When RAAM was officially postponed by 12 months, Golding admits the initial feeling was one of relief.
“But that soon turned into a bit of a downer. I was in the shape of my life earlier this year. I was ready. Suddenly it was the realisation that I had another 12 months of this, with all the Covid uncertainty and no income. Plus, it was my 40th on July 4 and the idea had always been that we would finish RAAM and Louise and Freddie would come out to New York for three or four days and then fly home. I’d celebrated my 30th in Austin, Texas, so the idea of celebrating my 40th in the USA was pretty cool.” Golding pauses. “Mind you,” he says. “I wasn’t meant to make 30 let alone 40 so it’s not all bad.”
Every cloud and all that. Golding’s life story is truly astonishing. Humbling and inspiring in equal measure. Having struggled at school - Golding suffered from dyslexia, although he did not know it at the time - he eventually left at 14, falling out badly with his parents. But he was always fuelled by a desire to prove people wrong. “I think that comes from people telling me ‘You’ll never achieve anything. You’re a dosser.’” he says. “Me and my Dad fell out about it for years. But I had friends sitting their GCSEs in 1996 and I was earning £300 a week.” By 22, Golding was “living in my own house, driving my own car and earning good money as an estate agent” although looking back now, he admits he does “not like the person I was becoming”. He might well have continued to climb that greasy pole, however, were it not for what happened next.

**Recorded data:**

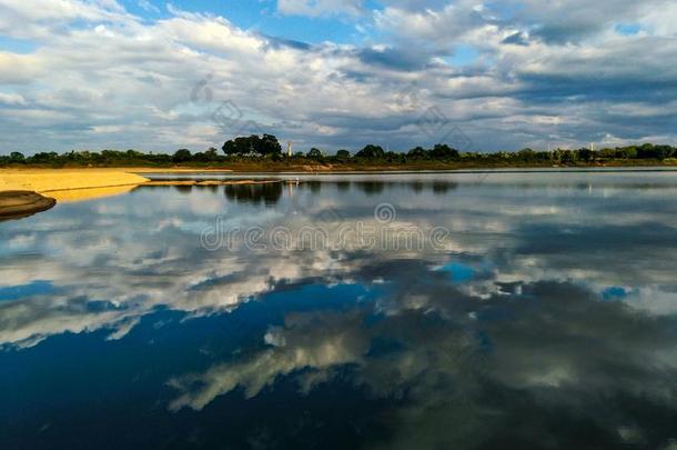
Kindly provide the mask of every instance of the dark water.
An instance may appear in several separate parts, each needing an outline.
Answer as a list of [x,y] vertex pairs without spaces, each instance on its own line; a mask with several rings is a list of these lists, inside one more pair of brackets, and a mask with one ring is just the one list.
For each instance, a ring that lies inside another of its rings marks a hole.
[[62,203],[0,223],[0,448],[677,449],[676,257],[674,173]]

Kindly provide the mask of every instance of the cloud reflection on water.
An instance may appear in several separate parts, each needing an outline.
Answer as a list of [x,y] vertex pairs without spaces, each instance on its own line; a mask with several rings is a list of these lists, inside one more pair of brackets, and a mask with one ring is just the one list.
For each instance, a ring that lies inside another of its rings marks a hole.
[[[398,402],[384,419],[394,448],[498,437],[566,446],[579,442],[572,427],[598,447],[665,447],[677,417],[677,202],[667,194],[677,184],[532,177],[141,188],[60,206],[0,228],[0,292],[11,293],[0,346],[27,352],[98,330],[124,340],[159,309],[196,321],[285,290],[303,297],[294,287],[353,286],[368,299],[346,294],[345,308],[324,310],[315,293],[316,309],[290,304],[283,324],[255,331],[260,348],[158,380],[172,388],[166,407],[203,411],[239,389],[255,398],[289,379],[307,394],[341,379]],[[334,210],[368,223],[382,202],[403,223],[449,228],[451,250],[200,247],[216,216],[297,229]],[[38,280],[49,291],[21,288]]]

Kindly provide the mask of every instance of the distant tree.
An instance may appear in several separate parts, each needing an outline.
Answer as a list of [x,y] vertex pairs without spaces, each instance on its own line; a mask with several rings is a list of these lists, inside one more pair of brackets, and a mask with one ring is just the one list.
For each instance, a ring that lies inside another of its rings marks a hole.
[[351,152],[347,150],[338,150],[336,152],[336,160],[345,162],[351,159]]
[[193,158],[193,156],[191,154],[190,150],[179,149],[172,157],[172,162],[174,162],[174,163],[189,162],[192,158]]
[[324,158],[324,153],[322,153],[322,150],[316,149],[316,148],[312,148],[309,152],[307,152],[307,157],[310,159],[314,159],[314,160],[321,160]]
[[263,138],[252,136],[254,151],[262,157],[282,153],[282,146],[273,134],[263,134]]
[[590,162],[595,159],[595,152],[592,149],[582,148],[576,150],[576,158],[579,161]]
[[231,139],[223,144],[222,150],[228,157],[246,156],[254,152],[251,139],[244,137]]
[[210,147],[209,149],[206,149],[204,154],[206,156],[208,160],[210,160],[210,161],[215,161],[219,159],[219,150],[216,150],[213,147]]
[[381,159],[385,156],[385,150],[383,150],[380,146],[368,144],[365,146],[362,150],[360,150],[355,158],[364,158],[364,159]]
[[222,147],[226,156],[251,156],[270,157],[282,153],[282,146],[272,134],[263,134],[260,138],[257,134],[250,137],[240,137],[225,142]]

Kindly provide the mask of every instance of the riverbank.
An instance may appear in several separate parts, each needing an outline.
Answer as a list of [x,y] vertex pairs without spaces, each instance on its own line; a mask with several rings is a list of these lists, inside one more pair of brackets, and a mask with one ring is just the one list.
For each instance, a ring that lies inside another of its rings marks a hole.
[[135,186],[148,178],[120,169],[0,169],[0,191],[42,194],[74,189]]

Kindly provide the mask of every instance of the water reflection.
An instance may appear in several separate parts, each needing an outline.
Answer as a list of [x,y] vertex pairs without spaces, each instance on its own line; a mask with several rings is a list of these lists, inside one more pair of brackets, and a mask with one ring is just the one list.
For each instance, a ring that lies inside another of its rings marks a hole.
[[[140,188],[2,223],[0,442],[669,449],[675,183],[567,177]],[[337,233],[383,202],[449,246],[200,247],[215,217]]]

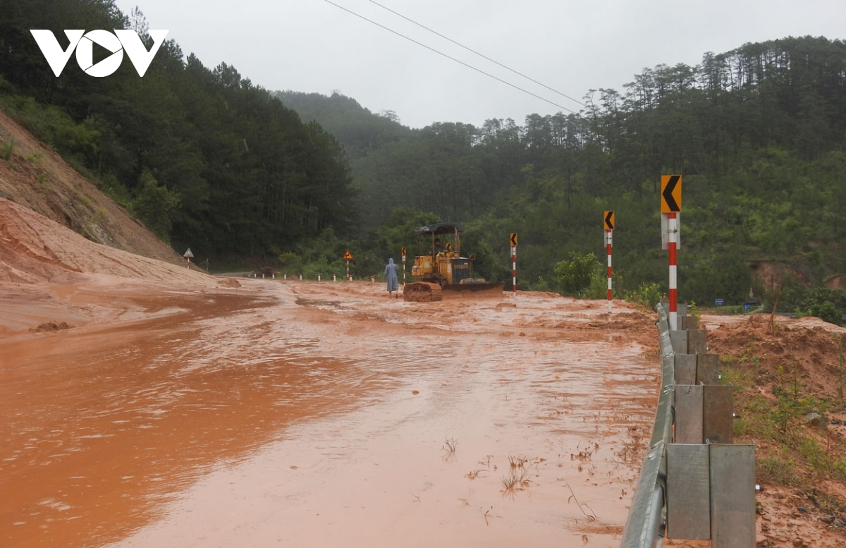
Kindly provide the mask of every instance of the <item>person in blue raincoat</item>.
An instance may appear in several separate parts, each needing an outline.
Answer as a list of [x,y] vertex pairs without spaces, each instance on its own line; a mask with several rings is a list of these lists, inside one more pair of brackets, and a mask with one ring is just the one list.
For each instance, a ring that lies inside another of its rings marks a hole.
[[393,259],[387,260],[385,266],[385,280],[387,282],[387,298],[393,296],[393,292],[397,292],[397,299],[399,299],[399,282],[397,280],[397,271],[398,266],[393,264]]

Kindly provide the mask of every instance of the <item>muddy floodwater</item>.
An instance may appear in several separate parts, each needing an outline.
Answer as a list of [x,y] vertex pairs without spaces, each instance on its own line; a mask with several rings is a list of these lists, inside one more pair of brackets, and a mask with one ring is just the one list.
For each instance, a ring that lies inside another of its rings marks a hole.
[[618,545],[650,315],[239,282],[2,288],[0,545]]

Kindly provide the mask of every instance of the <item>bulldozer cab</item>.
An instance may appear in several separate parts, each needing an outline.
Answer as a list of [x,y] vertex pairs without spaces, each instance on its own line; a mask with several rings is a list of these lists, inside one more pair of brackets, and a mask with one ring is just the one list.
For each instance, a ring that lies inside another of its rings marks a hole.
[[470,278],[470,260],[461,256],[461,231],[453,222],[438,222],[415,230],[420,255],[415,257],[411,276],[441,286]]
[[[438,222],[415,230],[420,255],[415,257],[411,276],[420,282],[403,288],[405,301],[432,302],[442,299],[443,291],[455,294],[503,295],[503,283],[486,282],[470,276],[470,261],[475,255],[461,256],[461,227],[453,222]],[[457,293],[456,293],[457,292]]]

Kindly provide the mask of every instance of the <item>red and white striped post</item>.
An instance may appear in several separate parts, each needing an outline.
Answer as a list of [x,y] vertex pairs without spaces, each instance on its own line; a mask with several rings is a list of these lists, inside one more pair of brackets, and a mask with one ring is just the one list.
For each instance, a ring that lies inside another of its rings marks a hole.
[[670,329],[678,329],[678,271],[676,251],[678,244],[678,216],[682,211],[682,176],[661,176],[661,212],[667,215],[667,249],[670,255],[669,323]]
[[611,244],[614,230],[614,212],[605,211],[602,214],[602,225],[605,227],[605,247],[608,252],[608,314],[611,314]]
[[670,255],[670,329],[678,329],[678,303],[677,288],[678,284],[678,270],[676,264],[676,214],[667,214],[667,229],[669,233],[669,245],[667,250]]
[[612,301],[612,292],[611,292],[611,241],[612,241],[613,233],[610,230],[605,231],[605,244],[608,250],[608,314],[611,314],[611,301]]
[[511,294],[517,295],[517,233],[511,233]]

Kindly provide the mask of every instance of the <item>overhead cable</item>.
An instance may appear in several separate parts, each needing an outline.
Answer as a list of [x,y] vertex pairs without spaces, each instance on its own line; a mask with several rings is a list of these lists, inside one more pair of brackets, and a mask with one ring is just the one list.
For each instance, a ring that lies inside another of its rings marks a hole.
[[497,82],[501,82],[503,84],[505,84],[506,85],[508,85],[510,87],[514,88],[515,90],[518,90],[519,91],[522,91],[523,93],[526,93],[528,95],[530,95],[531,96],[536,97],[537,99],[540,99],[541,101],[543,101],[545,102],[547,102],[550,105],[552,105],[553,107],[558,107],[558,108],[560,108],[562,110],[565,110],[565,111],[567,111],[569,112],[572,112],[573,114],[575,114],[576,116],[580,116],[579,112],[575,112],[574,110],[568,108],[568,107],[564,107],[563,105],[559,105],[558,103],[554,102],[552,101],[550,101],[549,99],[547,99],[545,97],[541,97],[541,96],[539,96],[539,95],[537,95],[536,93],[532,93],[531,91],[529,91],[528,90],[525,90],[525,89],[521,88],[519,85],[515,85],[514,84],[512,84],[511,82],[507,82],[507,81],[505,81],[504,79],[503,79],[501,78],[494,76],[493,74],[491,74],[490,73],[486,73],[486,72],[485,72],[484,70],[482,70],[481,68],[477,68],[476,67],[474,67],[471,64],[464,63],[464,61],[460,61],[459,59],[456,59],[453,57],[450,57],[449,55],[447,55],[446,53],[444,53],[442,52],[439,52],[438,50],[435,49],[434,47],[431,47],[429,46],[426,46],[426,44],[424,44],[422,42],[419,42],[419,41],[417,41],[416,40],[415,40],[413,38],[409,38],[409,36],[406,36],[405,35],[404,35],[404,34],[402,34],[400,32],[398,32],[398,31],[396,31],[396,30],[394,30],[393,29],[390,29],[390,28],[387,27],[387,26],[385,26],[384,25],[382,25],[380,23],[376,23],[376,21],[374,21],[372,19],[369,19],[366,17],[365,17],[364,15],[361,15],[360,14],[356,14],[355,12],[352,11],[351,9],[348,9],[347,8],[344,8],[343,6],[340,6],[340,5],[337,4],[337,3],[335,3],[334,2],[332,2],[331,0],[323,0],[323,2],[326,2],[328,4],[332,4],[332,6],[338,8],[338,9],[343,9],[343,11],[347,12],[348,14],[354,15],[355,17],[358,17],[360,19],[362,19],[367,21],[368,23],[375,25],[376,25],[376,26],[378,26],[378,27],[380,27],[382,29],[384,29],[385,30],[387,30],[388,32],[395,34],[398,36],[400,36],[401,38],[404,38],[404,39],[408,40],[410,42],[414,42],[415,44],[417,44],[418,46],[425,47],[425,48],[426,48],[427,50],[429,50],[431,52],[434,52],[435,53],[437,53],[438,55],[445,57],[445,58],[447,58],[448,59],[449,59],[451,61],[454,61],[455,63],[459,63],[461,65],[464,65],[464,66],[467,67],[468,68],[471,68],[471,69],[476,71],[477,73],[480,73],[481,74],[484,74],[484,75],[487,76],[488,78],[492,78],[493,79],[497,80]]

**Task prompt:** Repeat word for word the portion of the Golding text starting with "Every cloud and" and going on through "what happened next.".

**Result:**
Every cloud and all that. Golding’s life story is truly astonishing. Humbling and inspiring in equal measure. Having struggled at school - Golding suffered from dyslexia, although he did not know it at the time - he eventually left at 14, falling out badly with his parents. But he was always fuelled by a desire to prove people wrong. “I think that comes from people telling me ‘You’ll never achieve anything. You’re a dosser.’” he says. “Me and my Dad fell out about it for years. But I had friends sitting their GCSEs in 1996 and I was earning £300 a week.” By 22, Golding was “living in my own house, driving my own car and earning good money as an estate agent” although looking back now, he admits he does “not like the person I was becoming”. He might well have continued to climb that greasy pole, however, were it not for what happened next.